## [PROBLEM]
Restate the whole listing exactly.

[Pointing dataset excerpts]
* Begin *

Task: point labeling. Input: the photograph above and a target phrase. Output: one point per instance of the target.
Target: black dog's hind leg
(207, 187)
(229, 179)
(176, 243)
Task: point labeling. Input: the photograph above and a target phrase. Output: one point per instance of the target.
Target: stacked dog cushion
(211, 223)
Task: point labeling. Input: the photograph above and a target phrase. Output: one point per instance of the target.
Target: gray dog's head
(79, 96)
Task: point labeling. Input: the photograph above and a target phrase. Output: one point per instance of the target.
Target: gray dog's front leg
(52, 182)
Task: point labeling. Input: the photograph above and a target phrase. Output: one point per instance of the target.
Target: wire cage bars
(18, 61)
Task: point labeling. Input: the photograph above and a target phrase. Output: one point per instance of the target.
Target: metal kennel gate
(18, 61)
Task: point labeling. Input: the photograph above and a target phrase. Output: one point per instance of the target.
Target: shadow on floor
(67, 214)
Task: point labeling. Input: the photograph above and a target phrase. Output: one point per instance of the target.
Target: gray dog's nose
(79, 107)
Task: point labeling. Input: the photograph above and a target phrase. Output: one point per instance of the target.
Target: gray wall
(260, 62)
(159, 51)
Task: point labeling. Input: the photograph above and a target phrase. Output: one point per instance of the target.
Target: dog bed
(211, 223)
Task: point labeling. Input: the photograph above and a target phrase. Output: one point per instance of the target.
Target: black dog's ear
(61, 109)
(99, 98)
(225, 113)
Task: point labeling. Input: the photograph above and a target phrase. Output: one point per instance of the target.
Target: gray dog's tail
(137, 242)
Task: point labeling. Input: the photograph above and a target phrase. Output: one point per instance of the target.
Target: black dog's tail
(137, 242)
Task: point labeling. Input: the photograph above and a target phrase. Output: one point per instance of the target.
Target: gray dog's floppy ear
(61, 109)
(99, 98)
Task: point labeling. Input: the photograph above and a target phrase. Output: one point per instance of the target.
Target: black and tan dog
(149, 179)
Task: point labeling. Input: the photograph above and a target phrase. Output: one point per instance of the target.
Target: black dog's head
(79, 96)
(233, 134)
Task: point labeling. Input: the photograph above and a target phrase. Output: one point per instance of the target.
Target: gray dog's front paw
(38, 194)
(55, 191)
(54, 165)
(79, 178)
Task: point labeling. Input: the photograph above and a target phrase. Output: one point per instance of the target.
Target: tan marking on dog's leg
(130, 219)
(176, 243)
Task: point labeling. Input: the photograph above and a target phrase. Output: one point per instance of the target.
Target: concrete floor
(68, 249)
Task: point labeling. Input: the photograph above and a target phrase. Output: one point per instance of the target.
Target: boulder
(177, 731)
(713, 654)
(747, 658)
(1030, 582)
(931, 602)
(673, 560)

* End *

## [SOLUTION FOR THIS TASK]
Task: point labeling. Input: the photograph above and a target phrase. Output: one point per instance of the target.
Target: black dog's hind leg
(207, 187)
(229, 179)
(176, 243)
Task: point labeling. Input: the photograph above and a target phrase. Output: one point per instance of the target.
Target: stacked dog cushion
(211, 223)
Task: point labeling. Input: the photograph above and a target phrase. Output: one point per instance of the target.
Target: gray dog's head
(79, 96)
Task: point labeling. Input: the photograph above and a target phrase. Output: one point per instance of the target.
Target: gray dog's front leg
(52, 182)
Task: point labeling. Input: the photograph above and a target phrase. Output: one point per instance of the target.
Target: wire cage bars
(18, 61)
Task: point labeling. Input: the photograph above and a target phrase. Output: one point per instance of the target.
Target: metal kennel gate
(18, 61)
Task: point labeling. Input: the photograph above and a target phrase. Output: one point per instance of the target.
Target: shadow on floor
(67, 214)
Task: point labeling. Input: the photograph above and a target phrase. Output: one point per instance of the target.
Target: gray dog's nose
(79, 107)
Task: point labeling. Input: the photograph above and a target phrase. Output: one point per instance of the target.
Target: gray wall
(260, 62)
(159, 51)
Task: point labeling. Input: the photograph above and a target phrase. Output: one point per instance of the target.
Target: dog bed
(211, 223)
Task: point labeling. Input: the photograph above and a target phrase. Output: one point per instance of the target.
Target: black dog's ear
(61, 109)
(99, 98)
(225, 113)
Task: point labeling. Input: the photograph above and a target phrase. Output: one point per instance of the target.
Target: gray dog's tail
(137, 242)
Task: point labeling. Input: the photograph above and a target phrase. Output: one point per instance of the target.
Target: black dog's tail
(137, 242)
Task: point labeling. Input: the photograph above and a target phrase. Output: one point per instance of the target.
Target: gray dog's floppy ear
(61, 109)
(99, 98)
Task: point labeling. Input: the photograph above and a target phrase. Output: one point per instance of the target.
Target: black and tan dog
(149, 179)
Task: point labeling. Input: the photograph above and a target phrase. Output: one point per instance of the target.
Target: black dog's head
(79, 96)
(233, 134)
Task: point labeling. Input: the photograph above and a target phrase. Output: one point per instance of the target.
Target: gray dog's front paw
(38, 194)
(55, 191)
(54, 165)
(79, 178)
Task: point labeling. Input: the photograph above and a target phrase. Output: one point per instance of the target.
Target: tan marking on dog's leg
(130, 219)
(176, 243)
Task: point labeling. Input: the photograph above and a target phrase. Output: one point per instance of the target.
Target: concrete floor
(68, 249)
Task: point labeling. Input: the photograph above and a target phrase. Output: one point per instance of the target.
Target: boulder
(177, 731)
(713, 654)
(747, 658)
(1030, 582)
(931, 602)
(673, 560)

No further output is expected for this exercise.